§ **TEXT BLOCK**
"""
Bad statistics in health and medical research

The NSW Branch of the Statistical Society of Australia hosts the Lancaster Lecture every year. On Wednesday 24 March 2021, the lecture was presented by Professor Adrian Barnett of QUT. Over 70 people either attended in person or Zoomed in from around the world.

Adrian’s talk was engaging, shocking and entertaining all at once. Some of the sound grabs that really spoke to me were these ones.

Bad statistics is abetting bad science, with all the criminal overtones of the choice of verb. Some of the examples of bad static’s that Adrian had included smoothing syndrome, and the famous example of researcher degrees of freedom (also known as the garden of foreign paths.) I’m getting more interested in this phenomenon as I advise more research students, and have even read the relevant Jorge Luis Borges short story, but that’s a post for another time. Adrian’s own example of researcher degrees of freedom was the “one data set, many analyses” of the relationship between race and red cards in soccer.

There are some fields of research where there are more systematic reviews than there are pieces of original research. As someone put it on Twitter, “People! What are we doing?”
"""
§ **EXERCISE SET**
**1)** Return the passage of the lecture summary above word for word, beginning at "Adrian’s talk was" and stopping after "cards in soccer.".
**2)** According to the lecture summary above, who presented the Lancaster Lecture on 24 March 2021?
**3)** Write the next part of the lecture summary above, carrying it on from its final sentence.

§ **SOURCE MATERIAL**
"""
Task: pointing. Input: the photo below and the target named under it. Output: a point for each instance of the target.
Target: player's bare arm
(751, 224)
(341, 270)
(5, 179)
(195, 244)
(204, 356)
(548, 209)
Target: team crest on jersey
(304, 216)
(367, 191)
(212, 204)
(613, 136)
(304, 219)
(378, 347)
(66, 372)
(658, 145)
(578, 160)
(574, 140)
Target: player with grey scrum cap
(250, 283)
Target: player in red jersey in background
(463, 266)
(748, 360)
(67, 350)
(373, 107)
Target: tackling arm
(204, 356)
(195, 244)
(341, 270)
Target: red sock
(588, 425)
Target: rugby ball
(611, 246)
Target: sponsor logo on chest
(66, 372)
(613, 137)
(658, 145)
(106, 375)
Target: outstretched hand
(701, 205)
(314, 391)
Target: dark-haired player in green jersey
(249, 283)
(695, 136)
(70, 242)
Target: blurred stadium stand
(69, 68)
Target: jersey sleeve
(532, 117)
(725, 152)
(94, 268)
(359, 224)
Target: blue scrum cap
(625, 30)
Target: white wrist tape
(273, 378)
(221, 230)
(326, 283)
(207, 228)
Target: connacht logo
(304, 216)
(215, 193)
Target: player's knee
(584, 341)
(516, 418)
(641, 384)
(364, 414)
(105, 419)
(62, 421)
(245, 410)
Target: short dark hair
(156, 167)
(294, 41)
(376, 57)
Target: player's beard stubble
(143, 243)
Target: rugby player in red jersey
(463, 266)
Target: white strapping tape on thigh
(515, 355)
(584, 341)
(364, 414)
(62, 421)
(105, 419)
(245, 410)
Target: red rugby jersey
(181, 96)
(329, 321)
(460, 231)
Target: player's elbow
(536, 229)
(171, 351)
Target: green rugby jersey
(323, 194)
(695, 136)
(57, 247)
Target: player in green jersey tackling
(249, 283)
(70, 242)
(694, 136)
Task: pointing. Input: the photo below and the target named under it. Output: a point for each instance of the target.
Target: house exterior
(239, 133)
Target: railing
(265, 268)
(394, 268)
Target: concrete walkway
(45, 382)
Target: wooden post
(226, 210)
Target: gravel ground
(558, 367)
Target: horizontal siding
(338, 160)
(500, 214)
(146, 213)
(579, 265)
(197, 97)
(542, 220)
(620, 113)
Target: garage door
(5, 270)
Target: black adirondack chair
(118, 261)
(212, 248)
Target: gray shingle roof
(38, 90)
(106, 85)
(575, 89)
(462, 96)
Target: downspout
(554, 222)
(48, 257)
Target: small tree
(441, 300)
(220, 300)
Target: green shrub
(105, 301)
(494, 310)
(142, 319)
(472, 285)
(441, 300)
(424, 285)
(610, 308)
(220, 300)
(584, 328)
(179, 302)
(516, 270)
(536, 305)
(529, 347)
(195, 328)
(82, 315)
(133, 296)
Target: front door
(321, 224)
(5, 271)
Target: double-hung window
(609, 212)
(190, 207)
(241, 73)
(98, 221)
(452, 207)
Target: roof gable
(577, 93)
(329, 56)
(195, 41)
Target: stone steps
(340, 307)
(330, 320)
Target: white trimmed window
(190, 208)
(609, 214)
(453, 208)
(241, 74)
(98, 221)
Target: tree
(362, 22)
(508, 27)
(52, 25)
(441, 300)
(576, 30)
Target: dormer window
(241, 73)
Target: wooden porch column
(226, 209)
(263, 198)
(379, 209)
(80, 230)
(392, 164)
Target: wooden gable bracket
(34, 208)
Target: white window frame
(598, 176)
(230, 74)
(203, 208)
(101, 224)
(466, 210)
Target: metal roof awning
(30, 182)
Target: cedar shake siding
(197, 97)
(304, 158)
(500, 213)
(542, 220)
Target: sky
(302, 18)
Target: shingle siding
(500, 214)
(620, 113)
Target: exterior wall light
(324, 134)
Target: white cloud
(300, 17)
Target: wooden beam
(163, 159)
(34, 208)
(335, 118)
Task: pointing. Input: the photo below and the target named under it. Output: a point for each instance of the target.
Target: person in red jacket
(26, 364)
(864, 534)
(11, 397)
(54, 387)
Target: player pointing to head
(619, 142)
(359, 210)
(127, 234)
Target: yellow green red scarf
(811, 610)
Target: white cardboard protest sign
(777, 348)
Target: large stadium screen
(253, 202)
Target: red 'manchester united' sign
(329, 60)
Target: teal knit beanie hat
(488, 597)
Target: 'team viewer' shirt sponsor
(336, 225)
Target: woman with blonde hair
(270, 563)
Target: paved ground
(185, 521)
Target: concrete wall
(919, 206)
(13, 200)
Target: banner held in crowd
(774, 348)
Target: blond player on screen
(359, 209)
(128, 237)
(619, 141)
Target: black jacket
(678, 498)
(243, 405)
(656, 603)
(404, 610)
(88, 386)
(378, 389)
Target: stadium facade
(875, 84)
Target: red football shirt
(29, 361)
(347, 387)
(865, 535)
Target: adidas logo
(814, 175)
"""
§ **ANSWERS FOR THE TASKS**
**1)**
Adrian’s talk was engaging, shocking and entertaining all at once. Some of the sound grabs that really spoke to me were these ones.

Bad statistics is abetting bad science, with all the criminal overtones of the choice of verb. Some of the examples of bad static’s that Adrian had included smoothing syndrome, and the famous example of researcher degrees of freedom (also known as the garden of foreign paths.) I’m getting more interested in this phenomenon as I advise more research students, and have even read the relevant Jorge Luis Borges short story, but that’s a post for another time. Adrian’s own example of researcher degrees of freedom was the “one data set, many analyses” of the relationship between race and red cards in soccer.

**2)** Professor Adrian Barnett of QUT presented it.

**3)**
One of the hooks Adrian used to get us interested in his talk was the promise of the three worst statistical methods sections ever. Now to be fair these did come from the register of clinical trials not published research as such. I don’t think I should give them away right now, suffice to say they each consisted of fewer words than I have fingers on my right hand!

One of Adrian’s final points was about research projects require of medical students, another topic close to my heart as a statistical consultant. I liked Adrian’s concept of a focus on competence, not excellence, a being more likely to lead to successful graduates, and more likely to reduce research waste.